- Task description: Beginning with the line containing "of the gray" and ending with the last line, repeat the records exactly.

- - -

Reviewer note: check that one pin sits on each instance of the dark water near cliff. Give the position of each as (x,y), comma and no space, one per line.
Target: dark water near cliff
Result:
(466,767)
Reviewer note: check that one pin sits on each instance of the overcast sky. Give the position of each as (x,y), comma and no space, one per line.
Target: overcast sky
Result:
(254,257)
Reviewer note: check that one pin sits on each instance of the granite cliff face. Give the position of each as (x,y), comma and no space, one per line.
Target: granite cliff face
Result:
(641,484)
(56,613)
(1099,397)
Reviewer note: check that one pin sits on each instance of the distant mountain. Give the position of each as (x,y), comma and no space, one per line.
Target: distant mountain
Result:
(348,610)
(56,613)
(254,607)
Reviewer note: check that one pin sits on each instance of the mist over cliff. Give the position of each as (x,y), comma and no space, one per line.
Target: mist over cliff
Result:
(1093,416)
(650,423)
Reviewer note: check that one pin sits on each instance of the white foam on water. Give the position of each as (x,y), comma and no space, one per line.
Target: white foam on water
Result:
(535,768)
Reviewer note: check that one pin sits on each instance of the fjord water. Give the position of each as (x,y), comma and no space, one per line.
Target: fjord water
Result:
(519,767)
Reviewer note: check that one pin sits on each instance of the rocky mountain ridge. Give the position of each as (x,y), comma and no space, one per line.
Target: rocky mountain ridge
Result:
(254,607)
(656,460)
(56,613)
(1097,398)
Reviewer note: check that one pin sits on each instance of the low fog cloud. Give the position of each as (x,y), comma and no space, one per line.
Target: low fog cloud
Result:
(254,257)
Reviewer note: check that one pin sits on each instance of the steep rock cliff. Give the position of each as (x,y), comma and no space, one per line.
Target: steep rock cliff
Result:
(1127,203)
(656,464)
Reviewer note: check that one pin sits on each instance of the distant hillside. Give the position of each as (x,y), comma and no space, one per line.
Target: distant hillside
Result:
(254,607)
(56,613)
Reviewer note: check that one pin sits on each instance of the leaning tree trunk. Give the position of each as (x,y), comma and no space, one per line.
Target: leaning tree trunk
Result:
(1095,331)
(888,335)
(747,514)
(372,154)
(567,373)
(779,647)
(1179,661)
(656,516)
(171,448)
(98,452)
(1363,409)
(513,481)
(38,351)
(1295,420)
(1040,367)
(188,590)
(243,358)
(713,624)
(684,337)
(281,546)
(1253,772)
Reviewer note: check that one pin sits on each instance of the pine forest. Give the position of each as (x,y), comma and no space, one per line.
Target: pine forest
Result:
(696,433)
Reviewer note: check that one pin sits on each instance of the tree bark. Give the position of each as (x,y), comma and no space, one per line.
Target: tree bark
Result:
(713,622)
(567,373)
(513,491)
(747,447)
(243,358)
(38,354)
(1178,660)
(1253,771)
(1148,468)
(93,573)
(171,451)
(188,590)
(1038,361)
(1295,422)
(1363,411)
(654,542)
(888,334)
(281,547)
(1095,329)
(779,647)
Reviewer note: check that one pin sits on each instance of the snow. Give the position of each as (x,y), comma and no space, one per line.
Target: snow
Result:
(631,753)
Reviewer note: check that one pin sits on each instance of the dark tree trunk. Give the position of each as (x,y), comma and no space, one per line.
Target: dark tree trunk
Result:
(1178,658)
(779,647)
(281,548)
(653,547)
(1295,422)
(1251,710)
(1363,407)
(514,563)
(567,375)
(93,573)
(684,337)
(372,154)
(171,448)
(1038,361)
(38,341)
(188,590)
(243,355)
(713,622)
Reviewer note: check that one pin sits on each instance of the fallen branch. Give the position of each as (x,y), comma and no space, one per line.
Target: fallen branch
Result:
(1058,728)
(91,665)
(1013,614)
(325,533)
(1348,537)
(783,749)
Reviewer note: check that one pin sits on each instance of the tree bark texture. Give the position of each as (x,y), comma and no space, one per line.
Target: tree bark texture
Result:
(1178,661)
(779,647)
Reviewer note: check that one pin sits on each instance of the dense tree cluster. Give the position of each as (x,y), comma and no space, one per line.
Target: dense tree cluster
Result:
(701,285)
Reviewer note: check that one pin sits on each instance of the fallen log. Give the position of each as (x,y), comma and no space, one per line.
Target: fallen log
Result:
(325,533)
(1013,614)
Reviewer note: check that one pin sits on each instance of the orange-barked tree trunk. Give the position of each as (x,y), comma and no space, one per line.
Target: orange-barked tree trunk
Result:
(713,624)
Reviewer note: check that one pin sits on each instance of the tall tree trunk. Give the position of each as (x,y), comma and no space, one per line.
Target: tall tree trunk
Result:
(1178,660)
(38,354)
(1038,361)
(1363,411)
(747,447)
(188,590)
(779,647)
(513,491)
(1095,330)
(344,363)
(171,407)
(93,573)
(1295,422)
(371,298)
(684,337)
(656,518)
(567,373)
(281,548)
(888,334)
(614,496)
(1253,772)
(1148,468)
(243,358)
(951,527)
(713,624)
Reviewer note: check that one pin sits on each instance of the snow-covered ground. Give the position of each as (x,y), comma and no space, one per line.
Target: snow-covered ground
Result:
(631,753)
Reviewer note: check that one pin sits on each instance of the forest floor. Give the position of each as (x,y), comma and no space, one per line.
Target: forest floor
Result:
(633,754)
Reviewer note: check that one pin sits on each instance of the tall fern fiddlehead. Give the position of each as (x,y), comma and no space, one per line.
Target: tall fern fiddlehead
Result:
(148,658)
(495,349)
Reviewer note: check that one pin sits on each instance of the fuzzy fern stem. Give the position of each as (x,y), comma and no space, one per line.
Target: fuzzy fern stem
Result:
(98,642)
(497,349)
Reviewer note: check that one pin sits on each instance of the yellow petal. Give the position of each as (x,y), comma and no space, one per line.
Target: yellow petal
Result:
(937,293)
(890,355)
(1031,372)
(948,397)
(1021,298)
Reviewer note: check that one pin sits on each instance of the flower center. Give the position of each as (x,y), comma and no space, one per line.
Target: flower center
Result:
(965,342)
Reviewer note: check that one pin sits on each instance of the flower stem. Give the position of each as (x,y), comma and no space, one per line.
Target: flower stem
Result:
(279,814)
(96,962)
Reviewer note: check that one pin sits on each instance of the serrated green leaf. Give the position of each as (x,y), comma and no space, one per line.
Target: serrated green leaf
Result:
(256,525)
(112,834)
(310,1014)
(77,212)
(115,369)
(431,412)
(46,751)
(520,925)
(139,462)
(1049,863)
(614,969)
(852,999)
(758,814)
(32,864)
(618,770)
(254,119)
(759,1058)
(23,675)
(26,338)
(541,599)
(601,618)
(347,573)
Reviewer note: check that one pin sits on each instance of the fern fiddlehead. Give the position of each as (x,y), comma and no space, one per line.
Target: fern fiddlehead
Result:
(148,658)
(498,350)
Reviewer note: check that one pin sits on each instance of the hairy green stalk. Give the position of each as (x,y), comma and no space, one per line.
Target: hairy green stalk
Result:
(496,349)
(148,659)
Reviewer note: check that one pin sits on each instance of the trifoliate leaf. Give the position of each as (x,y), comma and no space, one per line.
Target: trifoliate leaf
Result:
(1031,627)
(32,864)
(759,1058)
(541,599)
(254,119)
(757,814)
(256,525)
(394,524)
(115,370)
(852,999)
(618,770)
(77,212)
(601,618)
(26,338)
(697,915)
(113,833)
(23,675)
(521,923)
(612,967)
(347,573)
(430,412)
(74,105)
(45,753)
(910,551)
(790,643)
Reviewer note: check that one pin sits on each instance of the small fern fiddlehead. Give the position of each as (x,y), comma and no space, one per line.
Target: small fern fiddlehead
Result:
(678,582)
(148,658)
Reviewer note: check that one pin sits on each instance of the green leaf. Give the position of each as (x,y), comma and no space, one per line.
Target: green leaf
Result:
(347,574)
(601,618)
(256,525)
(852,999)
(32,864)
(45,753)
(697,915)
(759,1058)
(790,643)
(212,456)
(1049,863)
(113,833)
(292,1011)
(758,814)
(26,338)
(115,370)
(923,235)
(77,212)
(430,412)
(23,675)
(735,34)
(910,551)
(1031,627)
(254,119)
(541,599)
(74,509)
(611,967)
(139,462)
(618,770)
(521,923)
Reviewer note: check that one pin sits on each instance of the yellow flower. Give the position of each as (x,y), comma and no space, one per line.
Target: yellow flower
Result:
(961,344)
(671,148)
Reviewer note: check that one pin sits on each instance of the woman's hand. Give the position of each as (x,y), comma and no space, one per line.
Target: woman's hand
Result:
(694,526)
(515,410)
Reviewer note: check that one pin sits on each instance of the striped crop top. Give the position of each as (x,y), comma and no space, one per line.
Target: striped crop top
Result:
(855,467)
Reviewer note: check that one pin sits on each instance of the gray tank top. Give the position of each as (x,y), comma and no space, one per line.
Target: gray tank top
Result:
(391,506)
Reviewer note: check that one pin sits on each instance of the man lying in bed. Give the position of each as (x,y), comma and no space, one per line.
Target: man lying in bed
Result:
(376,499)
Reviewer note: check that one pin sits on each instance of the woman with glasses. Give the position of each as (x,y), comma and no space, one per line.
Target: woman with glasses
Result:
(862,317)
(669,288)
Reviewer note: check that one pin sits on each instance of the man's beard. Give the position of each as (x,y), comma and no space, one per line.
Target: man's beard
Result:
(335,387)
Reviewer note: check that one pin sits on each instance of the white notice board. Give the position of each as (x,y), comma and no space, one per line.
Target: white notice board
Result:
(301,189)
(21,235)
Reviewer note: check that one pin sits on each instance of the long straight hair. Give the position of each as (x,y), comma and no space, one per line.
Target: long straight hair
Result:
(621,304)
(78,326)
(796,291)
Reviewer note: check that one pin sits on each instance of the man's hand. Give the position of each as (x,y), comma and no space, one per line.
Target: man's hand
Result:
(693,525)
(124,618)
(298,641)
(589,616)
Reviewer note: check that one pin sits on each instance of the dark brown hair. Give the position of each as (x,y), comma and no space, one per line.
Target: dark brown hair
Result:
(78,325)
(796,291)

- - -

- Written reply:
Reviewer note: check that one pin sits on each instance of the gray tank top. Give the position of each as (x,y), comma and no space, one per line.
Target: gray tank top
Result:
(391,506)
Reviewer note: check that one pin sits on each instance of the man lying in bed. Give the position of each as (x,y), comma and no space, one per line.
Target: man lying in bed
Result:
(376,499)
Reviewer note: check that one pin sits on each instance of the woman with glasses. Give the position of each as (x,y), comma and no space, one per line.
Target: woman with glasses
Result:
(862,317)
(669,288)
Reviewer note: check that one pin sits on each instance of the man's beard. Give the position of each as (x,y), comma and no space, one per line.
Target: man's beard
Result:
(335,387)
Reviewer note: check that one pin sits on each instance of the white notice board. Give the position of each as (x,y), comma and no space, one per line.
Target: white notice board
Result:
(301,189)
(21,235)
Reviewer note: check that one pin sits on each instance of the long straight hair. Give the position of each as (x,y), comma and no space, one per line.
Target: long straight hair
Result:
(621,304)
(78,326)
(796,291)
Reviewer note: check that one pin sits on each instance of the man's hand. Give the position of each as (x,y), comma and no space, one per line.
Target: man's hand
Result:
(693,525)
(124,618)
(298,641)
(589,616)
Reviewer note: check that one pin sits on each instance of the dark brown hair. Give the position of each as (x,y), comma and no space, one per line.
Target: dark brown hair
Result:
(78,325)
(796,291)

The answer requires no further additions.